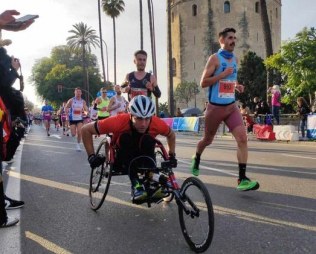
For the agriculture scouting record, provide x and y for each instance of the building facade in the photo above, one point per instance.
(195, 25)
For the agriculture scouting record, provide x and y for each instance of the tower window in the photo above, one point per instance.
(194, 10)
(227, 7)
(257, 7)
(174, 67)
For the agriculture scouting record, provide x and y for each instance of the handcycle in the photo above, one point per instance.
(195, 207)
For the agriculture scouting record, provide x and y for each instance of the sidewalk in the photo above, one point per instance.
(251, 137)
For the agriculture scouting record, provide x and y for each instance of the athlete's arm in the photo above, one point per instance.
(68, 105)
(155, 89)
(208, 78)
(239, 87)
(85, 108)
(125, 87)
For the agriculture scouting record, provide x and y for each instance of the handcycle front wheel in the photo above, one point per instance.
(197, 223)
(100, 179)
(161, 158)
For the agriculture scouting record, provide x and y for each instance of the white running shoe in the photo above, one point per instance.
(78, 148)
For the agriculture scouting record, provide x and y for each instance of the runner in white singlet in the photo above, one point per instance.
(75, 108)
(117, 103)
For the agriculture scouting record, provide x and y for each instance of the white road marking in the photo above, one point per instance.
(299, 156)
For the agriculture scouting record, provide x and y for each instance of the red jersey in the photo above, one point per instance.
(121, 124)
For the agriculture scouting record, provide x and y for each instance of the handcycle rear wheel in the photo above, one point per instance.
(198, 224)
(100, 179)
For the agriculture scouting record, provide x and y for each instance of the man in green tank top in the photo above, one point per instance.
(103, 104)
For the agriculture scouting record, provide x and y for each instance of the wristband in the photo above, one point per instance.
(90, 156)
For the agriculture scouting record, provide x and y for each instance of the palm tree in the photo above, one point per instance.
(82, 39)
(171, 97)
(141, 24)
(113, 8)
(267, 36)
(101, 40)
(153, 42)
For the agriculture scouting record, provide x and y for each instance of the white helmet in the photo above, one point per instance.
(142, 106)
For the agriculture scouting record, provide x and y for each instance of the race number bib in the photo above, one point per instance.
(226, 89)
(77, 112)
(138, 91)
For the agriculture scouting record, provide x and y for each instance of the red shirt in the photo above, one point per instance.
(121, 124)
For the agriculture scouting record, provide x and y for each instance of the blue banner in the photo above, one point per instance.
(183, 123)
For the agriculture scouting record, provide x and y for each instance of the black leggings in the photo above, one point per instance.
(130, 147)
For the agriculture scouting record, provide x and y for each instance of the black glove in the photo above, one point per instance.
(173, 161)
(96, 160)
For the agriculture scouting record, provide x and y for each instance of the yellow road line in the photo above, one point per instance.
(217, 209)
(69, 188)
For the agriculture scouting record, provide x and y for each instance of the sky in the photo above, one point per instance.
(56, 18)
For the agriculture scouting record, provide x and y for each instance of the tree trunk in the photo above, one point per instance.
(114, 33)
(101, 40)
(85, 76)
(170, 97)
(141, 24)
(153, 44)
(267, 37)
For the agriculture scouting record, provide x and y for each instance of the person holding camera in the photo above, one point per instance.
(8, 74)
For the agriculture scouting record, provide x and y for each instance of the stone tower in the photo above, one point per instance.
(195, 25)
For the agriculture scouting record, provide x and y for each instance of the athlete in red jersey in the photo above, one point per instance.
(134, 134)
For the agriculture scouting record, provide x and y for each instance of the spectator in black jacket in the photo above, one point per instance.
(8, 75)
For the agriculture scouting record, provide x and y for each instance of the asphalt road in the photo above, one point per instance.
(52, 178)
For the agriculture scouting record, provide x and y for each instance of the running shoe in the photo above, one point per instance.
(11, 204)
(246, 184)
(195, 166)
(138, 192)
(9, 222)
(78, 148)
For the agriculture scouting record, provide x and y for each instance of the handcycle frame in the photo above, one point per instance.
(187, 207)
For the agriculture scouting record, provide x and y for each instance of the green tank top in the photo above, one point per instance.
(104, 103)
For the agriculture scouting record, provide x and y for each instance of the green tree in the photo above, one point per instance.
(296, 61)
(141, 24)
(113, 9)
(101, 41)
(252, 75)
(267, 36)
(48, 72)
(185, 92)
(81, 41)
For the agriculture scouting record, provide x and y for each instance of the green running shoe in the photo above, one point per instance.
(195, 166)
(246, 184)
(138, 192)
(159, 194)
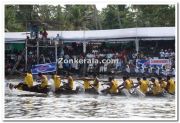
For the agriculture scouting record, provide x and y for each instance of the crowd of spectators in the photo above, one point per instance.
(127, 58)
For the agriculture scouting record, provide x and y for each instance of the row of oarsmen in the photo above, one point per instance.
(145, 86)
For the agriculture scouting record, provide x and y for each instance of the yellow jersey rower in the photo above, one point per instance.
(96, 83)
(113, 89)
(156, 89)
(44, 80)
(162, 84)
(57, 81)
(143, 85)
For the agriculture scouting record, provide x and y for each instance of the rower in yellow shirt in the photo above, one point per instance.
(87, 84)
(170, 87)
(113, 89)
(57, 81)
(143, 85)
(44, 81)
(127, 83)
(162, 84)
(28, 80)
(96, 83)
(70, 84)
(156, 89)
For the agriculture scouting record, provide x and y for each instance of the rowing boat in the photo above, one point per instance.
(123, 92)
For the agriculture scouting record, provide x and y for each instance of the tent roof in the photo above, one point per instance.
(156, 33)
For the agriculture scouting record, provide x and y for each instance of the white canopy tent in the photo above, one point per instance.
(156, 33)
(128, 34)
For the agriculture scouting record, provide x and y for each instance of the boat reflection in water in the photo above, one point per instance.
(84, 106)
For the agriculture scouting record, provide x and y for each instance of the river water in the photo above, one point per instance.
(85, 106)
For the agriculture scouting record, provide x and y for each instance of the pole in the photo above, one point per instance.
(84, 51)
(37, 51)
(26, 55)
(137, 45)
(56, 51)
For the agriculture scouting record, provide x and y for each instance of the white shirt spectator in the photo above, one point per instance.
(109, 55)
(161, 54)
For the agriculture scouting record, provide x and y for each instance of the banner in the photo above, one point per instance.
(43, 68)
(159, 62)
(143, 62)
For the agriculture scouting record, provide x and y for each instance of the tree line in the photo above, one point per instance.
(87, 17)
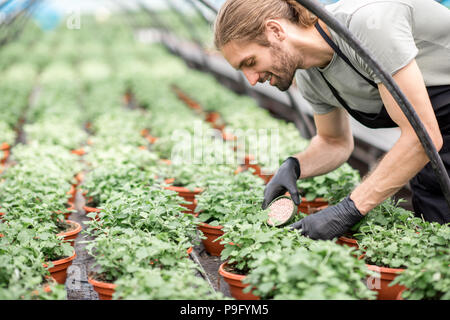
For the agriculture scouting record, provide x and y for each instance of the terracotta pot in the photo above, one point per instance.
(266, 177)
(186, 194)
(73, 193)
(235, 284)
(385, 292)
(127, 97)
(228, 136)
(4, 146)
(79, 152)
(79, 177)
(68, 211)
(212, 117)
(70, 236)
(5, 157)
(166, 161)
(151, 139)
(312, 206)
(399, 295)
(59, 269)
(90, 209)
(347, 242)
(211, 233)
(105, 290)
(183, 97)
(144, 132)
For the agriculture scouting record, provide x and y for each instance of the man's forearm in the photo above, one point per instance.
(398, 166)
(323, 156)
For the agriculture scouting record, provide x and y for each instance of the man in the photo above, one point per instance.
(275, 40)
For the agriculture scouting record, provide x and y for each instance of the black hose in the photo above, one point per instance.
(309, 130)
(436, 162)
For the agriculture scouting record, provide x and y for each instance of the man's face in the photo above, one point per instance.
(261, 63)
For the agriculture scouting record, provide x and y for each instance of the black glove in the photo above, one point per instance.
(331, 222)
(285, 179)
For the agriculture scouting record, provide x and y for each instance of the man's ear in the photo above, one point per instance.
(275, 30)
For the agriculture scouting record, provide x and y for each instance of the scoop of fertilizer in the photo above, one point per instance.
(281, 211)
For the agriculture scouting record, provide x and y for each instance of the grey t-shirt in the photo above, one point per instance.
(396, 32)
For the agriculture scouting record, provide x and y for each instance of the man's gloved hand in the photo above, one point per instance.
(285, 179)
(331, 222)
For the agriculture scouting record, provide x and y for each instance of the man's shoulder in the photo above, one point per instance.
(309, 83)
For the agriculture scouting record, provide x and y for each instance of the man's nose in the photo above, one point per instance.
(251, 76)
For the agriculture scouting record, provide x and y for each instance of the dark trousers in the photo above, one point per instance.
(428, 200)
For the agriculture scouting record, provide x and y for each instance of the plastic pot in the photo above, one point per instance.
(235, 284)
(211, 233)
(186, 194)
(70, 236)
(79, 152)
(73, 193)
(399, 295)
(166, 161)
(90, 209)
(59, 269)
(381, 285)
(347, 242)
(151, 139)
(309, 207)
(79, 177)
(292, 216)
(212, 117)
(4, 146)
(105, 290)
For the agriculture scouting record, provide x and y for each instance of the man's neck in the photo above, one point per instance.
(314, 51)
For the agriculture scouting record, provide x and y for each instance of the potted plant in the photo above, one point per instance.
(229, 198)
(245, 241)
(387, 214)
(391, 251)
(154, 210)
(161, 284)
(313, 270)
(120, 251)
(429, 280)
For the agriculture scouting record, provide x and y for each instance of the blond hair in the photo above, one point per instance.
(244, 20)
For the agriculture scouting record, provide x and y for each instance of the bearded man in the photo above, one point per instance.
(275, 40)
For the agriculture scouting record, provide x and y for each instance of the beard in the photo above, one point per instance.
(284, 67)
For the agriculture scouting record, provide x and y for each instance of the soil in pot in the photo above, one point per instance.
(348, 240)
(381, 284)
(309, 207)
(79, 152)
(211, 233)
(59, 269)
(235, 284)
(186, 194)
(281, 211)
(90, 209)
(104, 289)
(71, 232)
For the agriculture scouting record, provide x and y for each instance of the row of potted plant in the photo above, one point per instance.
(335, 185)
(140, 228)
(36, 193)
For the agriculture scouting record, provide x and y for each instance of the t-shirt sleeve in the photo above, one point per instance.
(320, 107)
(386, 30)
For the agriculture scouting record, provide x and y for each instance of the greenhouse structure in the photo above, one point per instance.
(138, 163)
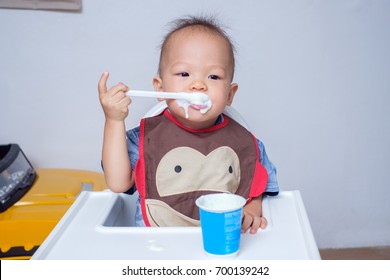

* * *

Work to complete →
Please report how many lines of the records above contain the word "road", and give only the number.

Task solution →
3